=== PAGE ===
The difference between the mens rea requirements of knowledge and recklessness could affect the outcome of a trial and influence a finding of guilt or innocence. Consequently, the Koblenz court erroneously applied a mens rea standard that was lower than the requirement under the applicable customary international law, in a manner that was detrimental to Al-Gharib’s case. The Koblenz court may have violated the principle of legality.

IV. Some final thoughts

In this final part, we make several brief observations related to the use of domestic modes of liability in universal jurisdiction cases.

First, Al-Gharib’s case typifies how international modes of liability are considered by judges in universal jurisdiction cases and, more generally, by domestic lawmakers. Universal jurisdiction is described as jurisdiction based on the nature of crimes. Modes of liability are often an afterthought, not seen as having the same importance as the crimes to which they are linked. While domestic legislators often incorporate international crimes into domestic law, international modes of liability rarely feature in domestic legislation. However, the subject matter of universal jurisdiction, prescribed by international law, extends beyond the crimes. Modes of liability are a central feature of substantive international criminal law, and their definitions work in tandem with those of international crimes to assign accountability. Moreover, modes of liability have developed in international criminal law to apply specifically to international crimes and address situations involving mass criminality. Arguably, international modes of liability are best suited for determining liability in cases involving international crimes. Given their importance, the misapplication of modes of liability when prosecuting international crimes should raise significant legality concerns.

Second, the discussion in this blog has implications for how State Parties to the ICC Statute rely on ICC law in their domestic systems. ICC law does not always reflect customary international law. If an individual is tried under universal jurisdiction for acts that occurred outside of the ICC’s jurisdiction, then ICC law does not apply. If a domestic court arbitrarily applies ICC law, without checking whether this law reflects applicable customary international law, then the court may undermine the principle of legality. For example, in Al-Gharib’s case, the alleged acts occurred outside of the ICC’s jurisdiction. The Koblenz court relied on Section 7(5) of the VStGB which incorporates an ICC definition of torture. However, this definition of torture does not include the customary international law requirement of ‘specific purpose’.8 Consequently, the Koblenz court may have relied on a definition of torture that did not apply to the accused when his acts occurred.

In a similar vein, in the ICC’s recent Ali Kushayb decision which dealt with the Court’s jurisdiction over UN Security Council referrals under Art. 13(b) of the ICC Statute, the Appeals Chamber found that ‘for conduct that takes place on the territory of a state that is not a party to the statute, it is not enough that the crimes charged can be found in the text of the Statute’ (para. 86). The Appeals Chamber held that the Court must uphold the principle of legality while applying the ICC Statute, and thus the Court should consider the laws applicable to the suspect at the time when the conduct occurred. In all likelihood, the Court will need to analyse whether its own law corresponds to the customary international law that was applicable to the accused at the time of his acts to uphold the principle of legality (Dias, pp. 87, 88).

=== EXTRACTED INFORMATION ===
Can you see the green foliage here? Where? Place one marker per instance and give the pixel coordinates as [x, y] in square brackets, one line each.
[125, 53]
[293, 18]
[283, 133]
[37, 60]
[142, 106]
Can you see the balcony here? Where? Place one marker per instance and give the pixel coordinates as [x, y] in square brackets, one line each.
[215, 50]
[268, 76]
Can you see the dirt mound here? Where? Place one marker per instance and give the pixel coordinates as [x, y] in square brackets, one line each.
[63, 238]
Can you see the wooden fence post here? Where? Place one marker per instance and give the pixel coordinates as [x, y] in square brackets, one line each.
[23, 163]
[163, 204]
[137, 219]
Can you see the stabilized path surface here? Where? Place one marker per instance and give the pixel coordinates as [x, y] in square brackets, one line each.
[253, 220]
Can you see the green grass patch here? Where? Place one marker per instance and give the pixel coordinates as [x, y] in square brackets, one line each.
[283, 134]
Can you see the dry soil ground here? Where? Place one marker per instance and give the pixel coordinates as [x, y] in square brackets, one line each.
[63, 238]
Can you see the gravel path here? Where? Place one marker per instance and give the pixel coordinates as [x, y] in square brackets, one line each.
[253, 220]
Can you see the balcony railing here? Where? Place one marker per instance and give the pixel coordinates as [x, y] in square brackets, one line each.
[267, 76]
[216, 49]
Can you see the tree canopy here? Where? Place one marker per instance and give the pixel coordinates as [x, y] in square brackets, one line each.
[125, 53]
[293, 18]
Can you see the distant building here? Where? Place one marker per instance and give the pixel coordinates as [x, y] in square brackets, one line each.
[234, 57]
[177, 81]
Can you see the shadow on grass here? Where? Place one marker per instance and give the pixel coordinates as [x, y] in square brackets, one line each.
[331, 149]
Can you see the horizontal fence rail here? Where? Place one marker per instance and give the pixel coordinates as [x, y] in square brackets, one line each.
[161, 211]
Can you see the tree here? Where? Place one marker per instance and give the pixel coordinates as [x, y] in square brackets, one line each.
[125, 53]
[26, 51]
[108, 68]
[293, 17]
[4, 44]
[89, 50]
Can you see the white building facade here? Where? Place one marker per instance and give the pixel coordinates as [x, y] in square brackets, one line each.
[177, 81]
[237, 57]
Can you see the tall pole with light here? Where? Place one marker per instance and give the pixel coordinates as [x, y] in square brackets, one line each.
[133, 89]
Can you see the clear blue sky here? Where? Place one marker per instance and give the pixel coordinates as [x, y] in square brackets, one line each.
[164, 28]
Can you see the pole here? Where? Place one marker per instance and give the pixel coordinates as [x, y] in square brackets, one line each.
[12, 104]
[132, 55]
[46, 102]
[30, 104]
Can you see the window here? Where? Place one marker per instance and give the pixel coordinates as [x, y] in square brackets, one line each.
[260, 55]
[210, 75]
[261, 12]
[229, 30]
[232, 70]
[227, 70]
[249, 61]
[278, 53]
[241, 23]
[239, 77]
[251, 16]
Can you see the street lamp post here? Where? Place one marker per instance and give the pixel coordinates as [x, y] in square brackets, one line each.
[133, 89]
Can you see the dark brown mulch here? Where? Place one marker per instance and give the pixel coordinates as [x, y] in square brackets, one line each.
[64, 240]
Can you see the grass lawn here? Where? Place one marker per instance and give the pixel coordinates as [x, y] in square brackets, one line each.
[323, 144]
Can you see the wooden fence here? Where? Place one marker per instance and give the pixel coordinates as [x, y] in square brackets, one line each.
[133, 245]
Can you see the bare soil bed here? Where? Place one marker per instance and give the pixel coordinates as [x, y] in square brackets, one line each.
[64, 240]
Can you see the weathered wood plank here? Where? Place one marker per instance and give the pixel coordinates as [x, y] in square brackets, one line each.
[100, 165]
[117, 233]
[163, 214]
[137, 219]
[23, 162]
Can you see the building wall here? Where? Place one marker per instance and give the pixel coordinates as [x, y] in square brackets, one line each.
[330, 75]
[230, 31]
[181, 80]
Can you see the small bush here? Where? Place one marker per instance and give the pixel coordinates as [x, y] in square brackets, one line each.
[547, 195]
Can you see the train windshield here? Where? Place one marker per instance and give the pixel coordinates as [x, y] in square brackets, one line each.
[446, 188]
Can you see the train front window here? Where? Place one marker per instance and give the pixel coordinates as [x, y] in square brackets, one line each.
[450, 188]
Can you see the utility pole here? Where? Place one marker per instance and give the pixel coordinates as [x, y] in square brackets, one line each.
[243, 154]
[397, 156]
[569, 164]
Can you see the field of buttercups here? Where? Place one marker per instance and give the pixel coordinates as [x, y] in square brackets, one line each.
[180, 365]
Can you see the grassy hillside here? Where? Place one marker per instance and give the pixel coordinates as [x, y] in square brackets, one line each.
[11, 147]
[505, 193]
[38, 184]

...

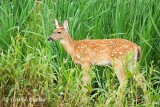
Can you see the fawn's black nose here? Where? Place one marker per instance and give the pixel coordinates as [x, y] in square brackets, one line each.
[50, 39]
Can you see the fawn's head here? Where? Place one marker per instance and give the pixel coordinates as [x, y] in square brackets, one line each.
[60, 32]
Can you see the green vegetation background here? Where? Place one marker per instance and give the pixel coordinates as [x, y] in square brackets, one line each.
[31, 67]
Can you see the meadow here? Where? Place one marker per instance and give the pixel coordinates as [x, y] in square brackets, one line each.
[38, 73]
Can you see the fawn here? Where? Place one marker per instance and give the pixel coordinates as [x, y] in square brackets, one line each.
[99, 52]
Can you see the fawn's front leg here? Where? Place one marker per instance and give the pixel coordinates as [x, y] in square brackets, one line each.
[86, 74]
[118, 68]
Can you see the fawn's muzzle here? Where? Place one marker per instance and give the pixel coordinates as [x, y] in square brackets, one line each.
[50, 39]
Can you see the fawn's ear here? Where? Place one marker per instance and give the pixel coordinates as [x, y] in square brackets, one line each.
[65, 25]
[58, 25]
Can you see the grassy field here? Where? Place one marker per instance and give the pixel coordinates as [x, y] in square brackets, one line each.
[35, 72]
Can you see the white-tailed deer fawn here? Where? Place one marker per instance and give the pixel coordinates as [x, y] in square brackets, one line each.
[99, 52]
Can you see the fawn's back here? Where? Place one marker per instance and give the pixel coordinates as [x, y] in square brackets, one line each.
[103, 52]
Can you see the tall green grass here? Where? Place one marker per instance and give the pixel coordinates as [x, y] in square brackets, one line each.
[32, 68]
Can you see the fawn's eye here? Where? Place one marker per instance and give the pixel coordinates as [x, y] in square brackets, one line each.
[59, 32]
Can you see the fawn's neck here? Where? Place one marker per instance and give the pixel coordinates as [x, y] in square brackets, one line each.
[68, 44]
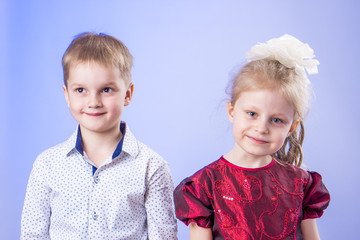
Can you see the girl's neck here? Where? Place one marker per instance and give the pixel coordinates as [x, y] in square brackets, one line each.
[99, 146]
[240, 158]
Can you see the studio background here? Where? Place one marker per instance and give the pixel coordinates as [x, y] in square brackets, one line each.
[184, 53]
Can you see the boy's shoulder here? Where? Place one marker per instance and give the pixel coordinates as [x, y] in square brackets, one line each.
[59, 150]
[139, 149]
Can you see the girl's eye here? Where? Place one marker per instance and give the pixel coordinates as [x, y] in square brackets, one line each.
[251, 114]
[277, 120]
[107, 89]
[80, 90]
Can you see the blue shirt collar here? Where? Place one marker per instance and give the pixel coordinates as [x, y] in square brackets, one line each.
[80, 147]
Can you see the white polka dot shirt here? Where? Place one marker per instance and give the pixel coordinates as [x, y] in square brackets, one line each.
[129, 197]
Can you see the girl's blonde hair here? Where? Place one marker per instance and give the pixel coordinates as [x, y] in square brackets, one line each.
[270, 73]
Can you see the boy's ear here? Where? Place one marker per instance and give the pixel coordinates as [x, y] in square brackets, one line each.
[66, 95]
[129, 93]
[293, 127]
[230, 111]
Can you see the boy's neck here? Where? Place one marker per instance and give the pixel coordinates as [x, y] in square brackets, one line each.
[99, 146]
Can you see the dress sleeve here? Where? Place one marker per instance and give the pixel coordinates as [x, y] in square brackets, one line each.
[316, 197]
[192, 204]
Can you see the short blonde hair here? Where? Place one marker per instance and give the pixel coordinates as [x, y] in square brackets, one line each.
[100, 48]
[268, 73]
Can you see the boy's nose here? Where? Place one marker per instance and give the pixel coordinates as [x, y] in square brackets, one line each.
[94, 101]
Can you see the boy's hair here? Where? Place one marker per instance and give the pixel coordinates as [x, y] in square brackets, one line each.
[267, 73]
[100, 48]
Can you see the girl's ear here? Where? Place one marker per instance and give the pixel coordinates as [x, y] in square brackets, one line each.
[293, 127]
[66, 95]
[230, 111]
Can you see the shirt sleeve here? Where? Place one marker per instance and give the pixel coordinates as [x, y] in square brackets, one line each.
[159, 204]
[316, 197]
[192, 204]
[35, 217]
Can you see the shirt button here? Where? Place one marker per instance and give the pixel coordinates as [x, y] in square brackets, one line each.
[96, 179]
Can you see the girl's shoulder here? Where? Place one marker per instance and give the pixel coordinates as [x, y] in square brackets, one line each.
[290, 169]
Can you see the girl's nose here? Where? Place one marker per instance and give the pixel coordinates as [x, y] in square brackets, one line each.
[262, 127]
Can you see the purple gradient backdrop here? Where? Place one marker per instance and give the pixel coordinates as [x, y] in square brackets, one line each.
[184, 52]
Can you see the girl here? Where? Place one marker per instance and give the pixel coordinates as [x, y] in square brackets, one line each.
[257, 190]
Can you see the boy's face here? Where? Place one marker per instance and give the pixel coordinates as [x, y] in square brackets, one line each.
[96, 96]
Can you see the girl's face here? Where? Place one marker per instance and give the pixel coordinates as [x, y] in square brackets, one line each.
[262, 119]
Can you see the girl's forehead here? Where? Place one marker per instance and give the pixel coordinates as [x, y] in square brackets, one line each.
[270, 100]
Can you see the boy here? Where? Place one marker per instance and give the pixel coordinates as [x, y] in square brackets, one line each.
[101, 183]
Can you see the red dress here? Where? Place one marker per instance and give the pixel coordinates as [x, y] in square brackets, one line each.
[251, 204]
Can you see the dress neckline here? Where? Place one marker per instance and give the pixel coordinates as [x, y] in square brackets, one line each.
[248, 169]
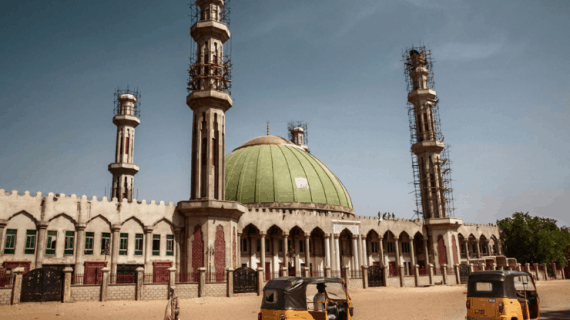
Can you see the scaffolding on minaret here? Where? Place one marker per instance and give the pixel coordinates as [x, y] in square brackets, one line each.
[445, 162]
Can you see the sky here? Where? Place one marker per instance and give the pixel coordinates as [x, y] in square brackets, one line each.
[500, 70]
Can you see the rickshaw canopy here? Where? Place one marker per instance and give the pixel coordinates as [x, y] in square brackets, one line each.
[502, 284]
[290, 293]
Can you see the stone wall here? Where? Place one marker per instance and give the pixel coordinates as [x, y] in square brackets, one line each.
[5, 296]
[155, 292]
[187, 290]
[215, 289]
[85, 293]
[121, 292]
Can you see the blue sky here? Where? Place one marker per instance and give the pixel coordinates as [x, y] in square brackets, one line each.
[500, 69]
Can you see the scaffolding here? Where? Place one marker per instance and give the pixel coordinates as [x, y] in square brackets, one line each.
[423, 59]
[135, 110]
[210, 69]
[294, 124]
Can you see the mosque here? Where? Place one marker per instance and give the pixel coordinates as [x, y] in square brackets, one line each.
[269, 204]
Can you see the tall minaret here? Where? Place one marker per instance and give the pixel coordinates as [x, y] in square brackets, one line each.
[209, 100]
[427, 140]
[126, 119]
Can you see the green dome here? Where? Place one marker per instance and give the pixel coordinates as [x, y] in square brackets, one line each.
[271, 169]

--

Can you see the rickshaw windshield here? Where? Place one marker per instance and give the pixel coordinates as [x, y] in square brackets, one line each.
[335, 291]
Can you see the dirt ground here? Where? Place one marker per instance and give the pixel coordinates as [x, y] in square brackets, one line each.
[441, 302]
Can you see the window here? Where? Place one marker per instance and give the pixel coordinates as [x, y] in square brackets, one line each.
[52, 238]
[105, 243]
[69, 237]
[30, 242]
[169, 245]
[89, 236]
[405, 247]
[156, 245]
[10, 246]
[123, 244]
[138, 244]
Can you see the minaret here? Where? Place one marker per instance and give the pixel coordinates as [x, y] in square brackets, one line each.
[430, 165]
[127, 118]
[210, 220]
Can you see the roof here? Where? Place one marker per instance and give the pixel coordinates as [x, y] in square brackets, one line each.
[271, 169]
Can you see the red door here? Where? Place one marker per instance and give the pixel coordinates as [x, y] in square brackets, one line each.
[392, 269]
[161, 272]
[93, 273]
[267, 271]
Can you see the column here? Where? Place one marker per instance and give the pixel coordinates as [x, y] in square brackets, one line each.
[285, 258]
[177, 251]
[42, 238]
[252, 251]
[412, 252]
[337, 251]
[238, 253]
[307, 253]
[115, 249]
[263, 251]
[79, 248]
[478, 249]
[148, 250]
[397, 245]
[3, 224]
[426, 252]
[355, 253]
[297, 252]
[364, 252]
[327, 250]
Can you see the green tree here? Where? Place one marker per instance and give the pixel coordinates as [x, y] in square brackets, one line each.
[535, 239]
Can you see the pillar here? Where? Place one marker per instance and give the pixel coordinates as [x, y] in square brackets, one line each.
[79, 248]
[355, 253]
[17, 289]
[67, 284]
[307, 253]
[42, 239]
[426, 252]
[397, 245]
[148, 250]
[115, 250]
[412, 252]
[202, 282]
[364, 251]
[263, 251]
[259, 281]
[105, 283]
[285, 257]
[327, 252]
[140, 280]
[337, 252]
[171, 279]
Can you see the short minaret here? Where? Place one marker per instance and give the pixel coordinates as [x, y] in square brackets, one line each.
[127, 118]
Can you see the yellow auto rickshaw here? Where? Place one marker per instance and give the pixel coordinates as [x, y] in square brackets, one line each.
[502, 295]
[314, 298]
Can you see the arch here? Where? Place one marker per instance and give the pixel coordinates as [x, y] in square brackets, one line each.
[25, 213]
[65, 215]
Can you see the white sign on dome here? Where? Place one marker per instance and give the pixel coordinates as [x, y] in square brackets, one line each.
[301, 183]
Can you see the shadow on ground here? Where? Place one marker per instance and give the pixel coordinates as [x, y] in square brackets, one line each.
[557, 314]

=== SET PROBLEM 1 ===
In the text on universal jurisdiction, which customary international law requirement is missing from the ICC definition of torture in Section 7(5) of the VStGB?
=== SET PROBLEM 2 ===
Using the text on universal jurisdiction, explain in one to three sentences why the Koblenz court may have relied on a definition of torture that did not apply to Al-Gharib when his acts occurred.
=== SET PROBLEM 3 ===
Write the next part of the text on universal jurisdiction, picking up after its final sentence.

=== OUTPUT 1 ===
The requirement of "specific purpose."

=== OUTPUT 2 ===
Al-Gharib's alleged acts occurred outside the ICC's jurisdiction, so ICC law did not apply to them. Yet the court relied on Section 7(5) of the VStGB, which incorporates an ICC definition of torture that leaves out the customary international law requirement of "specific purpose."

=== OUTPUT 3 ===
Third, the requirement for domestic courts to identify customary international law is not without challenges. Undoubtedly, the application of an unwritten and often-contentious source of law complicates adherence to the principle of legality and imposes significant burdens on domestic courts. At times, domestic law will offer more certainty or be more specific than customary international law. However, adherence to the principle of legality remedies this issue and protects against uncertainty (nulla poena sine lege certa). Where there is doubt as to the applicable customary international law, the law which favours the accused should apply (in dubio pro reo). At other times, domestic law will be more lenient than customary international law. This will not change the fact that such domestic law was not applicable to the accused at the time their acts occurred. Nonetheless, the retroactive application of more lenient law is less likely to contravene the principle of legality.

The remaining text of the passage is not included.